Task objective: Copy out every line of the material below, character for character, apart from the pictures.

#### Given data

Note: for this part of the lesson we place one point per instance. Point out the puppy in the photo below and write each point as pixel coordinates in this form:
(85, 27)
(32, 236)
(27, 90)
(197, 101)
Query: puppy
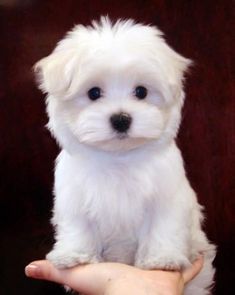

########

Exercise answer:
Note: for this part of the lesson we place one point per instance. Point out the puppy in the photo below and write each point as pixel coordinates in this form:
(85, 27)
(32, 236)
(27, 90)
(197, 101)
Query: puppy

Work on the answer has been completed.